◆ TASK OBJECTIVE: Count the lines below that contain the word "awning", and reply with only the number.

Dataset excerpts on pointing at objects
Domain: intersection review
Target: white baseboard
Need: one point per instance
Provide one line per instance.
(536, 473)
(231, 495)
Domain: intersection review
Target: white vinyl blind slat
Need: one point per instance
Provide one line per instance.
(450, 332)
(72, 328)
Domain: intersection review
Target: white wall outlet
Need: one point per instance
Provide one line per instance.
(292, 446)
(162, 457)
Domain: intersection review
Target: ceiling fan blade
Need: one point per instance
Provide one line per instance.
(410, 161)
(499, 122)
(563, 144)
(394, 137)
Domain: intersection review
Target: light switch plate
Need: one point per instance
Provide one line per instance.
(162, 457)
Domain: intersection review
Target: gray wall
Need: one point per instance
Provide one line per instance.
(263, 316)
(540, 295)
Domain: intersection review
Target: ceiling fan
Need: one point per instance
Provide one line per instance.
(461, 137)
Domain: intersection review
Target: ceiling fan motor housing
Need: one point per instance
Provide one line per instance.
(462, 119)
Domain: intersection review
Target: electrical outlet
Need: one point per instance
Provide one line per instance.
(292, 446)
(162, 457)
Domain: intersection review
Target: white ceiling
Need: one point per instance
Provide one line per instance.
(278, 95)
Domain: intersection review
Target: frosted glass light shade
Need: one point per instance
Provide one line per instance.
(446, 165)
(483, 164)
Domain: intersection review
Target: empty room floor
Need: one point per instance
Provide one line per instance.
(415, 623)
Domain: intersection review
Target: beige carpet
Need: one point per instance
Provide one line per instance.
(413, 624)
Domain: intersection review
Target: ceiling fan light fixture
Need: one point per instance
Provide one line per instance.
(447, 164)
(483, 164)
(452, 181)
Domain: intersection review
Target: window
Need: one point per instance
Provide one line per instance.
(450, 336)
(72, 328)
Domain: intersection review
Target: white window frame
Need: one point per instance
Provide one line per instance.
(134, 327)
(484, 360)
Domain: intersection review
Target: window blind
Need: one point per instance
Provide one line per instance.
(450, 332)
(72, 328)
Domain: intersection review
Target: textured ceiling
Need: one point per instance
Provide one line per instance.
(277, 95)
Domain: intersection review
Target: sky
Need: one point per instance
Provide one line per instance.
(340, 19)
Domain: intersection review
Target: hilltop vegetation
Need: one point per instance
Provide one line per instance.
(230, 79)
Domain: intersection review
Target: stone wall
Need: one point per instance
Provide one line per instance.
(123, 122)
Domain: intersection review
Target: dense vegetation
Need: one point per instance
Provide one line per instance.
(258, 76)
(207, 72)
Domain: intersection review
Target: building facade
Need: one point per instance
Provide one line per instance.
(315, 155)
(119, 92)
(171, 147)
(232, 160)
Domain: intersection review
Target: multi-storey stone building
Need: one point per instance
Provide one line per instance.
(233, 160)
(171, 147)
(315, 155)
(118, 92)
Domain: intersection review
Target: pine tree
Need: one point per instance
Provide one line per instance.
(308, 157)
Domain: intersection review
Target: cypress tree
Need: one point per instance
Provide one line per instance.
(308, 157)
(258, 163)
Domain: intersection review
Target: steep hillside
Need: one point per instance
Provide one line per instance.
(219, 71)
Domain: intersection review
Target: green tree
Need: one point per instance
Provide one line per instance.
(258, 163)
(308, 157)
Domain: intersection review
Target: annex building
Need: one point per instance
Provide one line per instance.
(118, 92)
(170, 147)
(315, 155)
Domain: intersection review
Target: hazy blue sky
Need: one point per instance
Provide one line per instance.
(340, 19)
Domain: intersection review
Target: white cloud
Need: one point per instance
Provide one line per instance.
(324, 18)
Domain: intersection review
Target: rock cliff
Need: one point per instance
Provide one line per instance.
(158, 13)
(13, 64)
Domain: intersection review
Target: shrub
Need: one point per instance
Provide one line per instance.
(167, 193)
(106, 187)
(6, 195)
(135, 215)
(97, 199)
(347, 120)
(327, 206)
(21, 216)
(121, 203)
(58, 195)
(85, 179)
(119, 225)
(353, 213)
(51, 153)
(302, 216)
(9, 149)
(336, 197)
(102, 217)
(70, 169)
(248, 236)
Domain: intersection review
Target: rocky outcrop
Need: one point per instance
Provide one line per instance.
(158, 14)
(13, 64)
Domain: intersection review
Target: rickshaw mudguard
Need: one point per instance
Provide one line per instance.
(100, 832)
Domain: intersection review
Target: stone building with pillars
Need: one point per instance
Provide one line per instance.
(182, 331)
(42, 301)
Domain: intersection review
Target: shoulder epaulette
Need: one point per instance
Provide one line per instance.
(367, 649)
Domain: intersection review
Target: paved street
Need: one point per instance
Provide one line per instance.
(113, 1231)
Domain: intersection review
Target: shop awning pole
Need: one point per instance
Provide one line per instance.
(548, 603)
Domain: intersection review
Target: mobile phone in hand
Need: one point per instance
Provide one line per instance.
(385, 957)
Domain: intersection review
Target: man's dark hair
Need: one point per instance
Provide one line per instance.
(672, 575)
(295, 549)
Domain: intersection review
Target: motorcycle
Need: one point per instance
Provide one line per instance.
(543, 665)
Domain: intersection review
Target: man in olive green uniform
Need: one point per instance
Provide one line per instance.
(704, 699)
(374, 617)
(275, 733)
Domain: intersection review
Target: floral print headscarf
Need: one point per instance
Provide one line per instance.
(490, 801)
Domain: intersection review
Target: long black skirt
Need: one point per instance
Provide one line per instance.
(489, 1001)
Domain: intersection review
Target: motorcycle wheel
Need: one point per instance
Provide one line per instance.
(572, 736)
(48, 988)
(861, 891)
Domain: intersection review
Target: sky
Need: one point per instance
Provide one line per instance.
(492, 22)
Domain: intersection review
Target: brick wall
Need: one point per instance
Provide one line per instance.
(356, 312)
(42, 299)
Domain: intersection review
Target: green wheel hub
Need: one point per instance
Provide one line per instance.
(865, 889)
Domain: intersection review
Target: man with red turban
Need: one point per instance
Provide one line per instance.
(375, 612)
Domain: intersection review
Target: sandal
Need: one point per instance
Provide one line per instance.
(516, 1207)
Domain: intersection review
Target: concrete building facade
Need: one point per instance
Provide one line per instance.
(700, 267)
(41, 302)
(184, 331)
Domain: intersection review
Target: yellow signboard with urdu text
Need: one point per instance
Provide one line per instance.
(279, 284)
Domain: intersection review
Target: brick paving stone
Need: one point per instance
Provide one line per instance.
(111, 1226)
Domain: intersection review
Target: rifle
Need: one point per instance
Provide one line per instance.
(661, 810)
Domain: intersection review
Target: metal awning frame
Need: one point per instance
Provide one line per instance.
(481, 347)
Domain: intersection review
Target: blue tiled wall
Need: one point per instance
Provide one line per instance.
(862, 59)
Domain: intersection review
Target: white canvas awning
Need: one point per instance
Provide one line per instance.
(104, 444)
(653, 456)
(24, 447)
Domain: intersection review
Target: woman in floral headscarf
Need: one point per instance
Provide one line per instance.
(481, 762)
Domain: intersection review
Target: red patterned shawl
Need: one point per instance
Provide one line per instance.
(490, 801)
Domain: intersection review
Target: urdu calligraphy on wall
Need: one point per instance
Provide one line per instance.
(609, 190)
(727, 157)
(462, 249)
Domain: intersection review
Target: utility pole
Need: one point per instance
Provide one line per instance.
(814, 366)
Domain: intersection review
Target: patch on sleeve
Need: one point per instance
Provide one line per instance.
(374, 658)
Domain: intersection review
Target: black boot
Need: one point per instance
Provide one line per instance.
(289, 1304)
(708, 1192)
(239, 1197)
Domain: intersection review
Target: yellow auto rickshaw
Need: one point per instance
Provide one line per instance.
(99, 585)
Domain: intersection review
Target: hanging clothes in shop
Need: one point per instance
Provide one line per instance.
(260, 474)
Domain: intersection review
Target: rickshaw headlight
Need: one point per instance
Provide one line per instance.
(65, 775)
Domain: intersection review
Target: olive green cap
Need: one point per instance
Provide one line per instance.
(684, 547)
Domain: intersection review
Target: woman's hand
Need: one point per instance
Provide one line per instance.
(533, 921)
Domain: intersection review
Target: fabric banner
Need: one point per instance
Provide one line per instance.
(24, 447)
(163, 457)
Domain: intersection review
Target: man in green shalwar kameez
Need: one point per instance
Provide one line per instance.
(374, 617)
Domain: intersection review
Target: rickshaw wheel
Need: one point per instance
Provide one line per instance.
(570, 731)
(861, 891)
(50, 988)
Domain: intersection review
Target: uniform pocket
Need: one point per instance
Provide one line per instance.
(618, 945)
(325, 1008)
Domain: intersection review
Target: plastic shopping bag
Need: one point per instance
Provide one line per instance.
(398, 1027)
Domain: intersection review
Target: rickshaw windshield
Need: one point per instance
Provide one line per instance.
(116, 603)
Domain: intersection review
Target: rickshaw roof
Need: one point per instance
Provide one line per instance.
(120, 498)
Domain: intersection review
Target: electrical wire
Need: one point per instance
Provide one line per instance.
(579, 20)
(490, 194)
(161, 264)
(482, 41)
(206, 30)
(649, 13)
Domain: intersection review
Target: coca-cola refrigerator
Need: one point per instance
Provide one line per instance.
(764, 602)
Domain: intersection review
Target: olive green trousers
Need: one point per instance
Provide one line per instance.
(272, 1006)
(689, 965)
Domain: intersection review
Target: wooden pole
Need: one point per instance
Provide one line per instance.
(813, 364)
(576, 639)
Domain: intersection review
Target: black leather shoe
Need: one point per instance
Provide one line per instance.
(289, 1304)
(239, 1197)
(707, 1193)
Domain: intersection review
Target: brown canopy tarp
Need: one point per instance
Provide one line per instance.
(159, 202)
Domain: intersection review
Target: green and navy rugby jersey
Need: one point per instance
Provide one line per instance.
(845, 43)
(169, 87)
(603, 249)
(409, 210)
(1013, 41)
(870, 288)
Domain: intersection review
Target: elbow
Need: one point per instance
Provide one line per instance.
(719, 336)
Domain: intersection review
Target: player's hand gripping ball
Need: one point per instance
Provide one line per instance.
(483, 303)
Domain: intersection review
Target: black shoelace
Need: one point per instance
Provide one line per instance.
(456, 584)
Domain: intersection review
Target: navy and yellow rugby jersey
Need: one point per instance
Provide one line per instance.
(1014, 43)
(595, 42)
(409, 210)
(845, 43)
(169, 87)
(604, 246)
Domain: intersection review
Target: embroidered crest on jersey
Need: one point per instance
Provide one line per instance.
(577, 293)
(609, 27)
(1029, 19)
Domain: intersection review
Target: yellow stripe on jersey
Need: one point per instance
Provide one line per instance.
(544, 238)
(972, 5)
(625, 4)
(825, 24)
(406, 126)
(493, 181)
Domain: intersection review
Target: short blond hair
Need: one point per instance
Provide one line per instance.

◆ OUTPUT FOR THIS TASK: 3